(Beginning of EXCERPT)
2020 struggles fading, Malaysia can expand up to 7.5pct in 2021: Economists
April 1, 2021 @ 11:20am
Farah Adilla and Azanis Shahila Aman
KUALA LUMPUR: Malaysia can achieve the top end of Bank Negara Malaysia's gross domestic product (GDP) growth forecast of 7.5 per cent this year, economists said.
The projection looked attainable based on, among others, the country's strong trade numbers and progress in the Covid-19 vaccination, they added.
Bank Negara governor Datuk Nor Shamsiah Mohd Yunus said Malaysia's economy was expected to expand between six per cent and 7.5 per cent this year against a 5.6 per cent contraction in 2020.
The GDP was likely to return to pre-Covid-19 levels by mid-2021, she said at a virtual briefing on the release of Bank Negara's Annual Report 2020 today.
This will be supported by the improving external demand amid technology upcycle, less stringent containment measures and vaccine rollout, gradual improvement in labour market conditions, as well as continued policy support for households and businesses.
"In our forecast, we assumed herd immunity will only be achieved in the first quarter of 2022. We also assumed that the international borders will remain closed for this year and the Movement Control Order (MCO) will be highly targeted," she added.
Bank Islam chief economist Dr Mohd Afzanizam Abdul Rashid said the latest export numbers came in strong at more than 17 per cent growth in February.
Exports accelerated by 17.6 per cent year-on-year to RM87.57 billion in February as Malaysia trade performance reached a new high with the trade surplus widening to RM17.86 billion.
"The ongoing vaccination program whereby the government has increased the allocation from RM3 billion to RM5 billion also indicates that the country will stand a better chance to achieve the herd immunity within the stipulated time frame.
"This would allow the reopening of the economy, leading to more lively economic activities," Afzanizam told the New Straits Times.
Putra Business School business development manager Associate Professor Dr Ahmed Razman Abdul Latiff said Bank Negara had cautiously set the minimum 6.0 per cent growth from 6.5 per cent targeted by the government due to the uncertainty caused by Covid-19.
Razman said the local economy would be boosted if herd immunity for Malaysia's population was attained and the number of daily infections reduced to the minimum by the year-end.
This will mean more sectors can be allowed to operate at normal capacity and travel restriction be relaxed across districts and states.
"This will then allow the opening of international borders gradually and increase the economic activities to the pre-pandemic level.
(End of EXCERPT)
(Beginning of DATA SECTION)
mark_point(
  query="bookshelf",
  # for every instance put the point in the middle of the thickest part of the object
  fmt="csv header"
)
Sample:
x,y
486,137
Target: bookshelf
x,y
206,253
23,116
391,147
(End of DATA SECTION)
**BRIEF 1:** Do these statements agree with the article on Malaysia's 2021 growth forecast? Answer yes or no for each and quote the deciding words. (a) Bank Negara's forecast assumed the international borders would stay closed for the year. (b) The government raised its vaccination allocation from RM5 billion to RM7.5 billion. (c) Bank Negara's minimum growth figure was higher than the government's target.
**BRIEF 2:** Would you carry the article on Malaysia's 2021 growth forecast forward from its final line?

**WRITTEN RESPONSE 1:**
(a) Yes: "We also assumed that the international borders will remain closed for this year"
(b) No: "the government has increased the allocation from RM3 billion to RM5 billion"
(c) No: "Bank Negara had cautiously set the minimum 6.0 per cent growth from 6.5 per cent targeted by the government"

**WRITTEN RESPONSE 2:**
"Therefore it is imperative for the government to focus on achieving this herd immunity and low cases of infection by intensifying campaigns for mass vaccination and adhering to health standard operating procedure," he said.
Bank Muamalat Malaysia Bhd economist Izuan Ahmad said Malaysia's economic performance in the first quarter (Q1) of 2021 might be compromised by the recent Movement Control Order 2.0 and renewed restrictions in key countries due to resurgence in Covid-19 cases.
"By factoring in the restrictions in Q1 2021 in particular, the full year GDP growth forecast for the country is estimated at 5.5 per cent year-on-year, based on projected RM700 million loss per day during the MCO 2.0 period.
"Going forward, with positive elements such as a successful nationwide vaccination programme and expansionary policies, both demand and supply sides are expected to improve particularly from the second quarter (Q2) 2021 onwards," he said.
Meanwhile, Nor Shamsiah said monetary policy in 2021 would remain accommodative to support an enhanced and sustained economic growth.
Headline inflation, she said, was expected to average between 2.5 per cent and four per cent in 2021, from a contraction of 1.2 per cent in 2020, mainly due to higher global oil prices.
She said although headline inflation was expected to rise, it would be driven mainly by supply side factors.
Nor Shamsiah said underlying price pressures, on the other hand, would remain subdued with core inflation projected to be between 0.5 per cent and 1.5 per cent amid spare capacity in the economy.
She said even with the Overnight Policy Rate at its current historical low of 1.75 per cent, monetary policy space remained adequate to provide additional support to the economy if needed.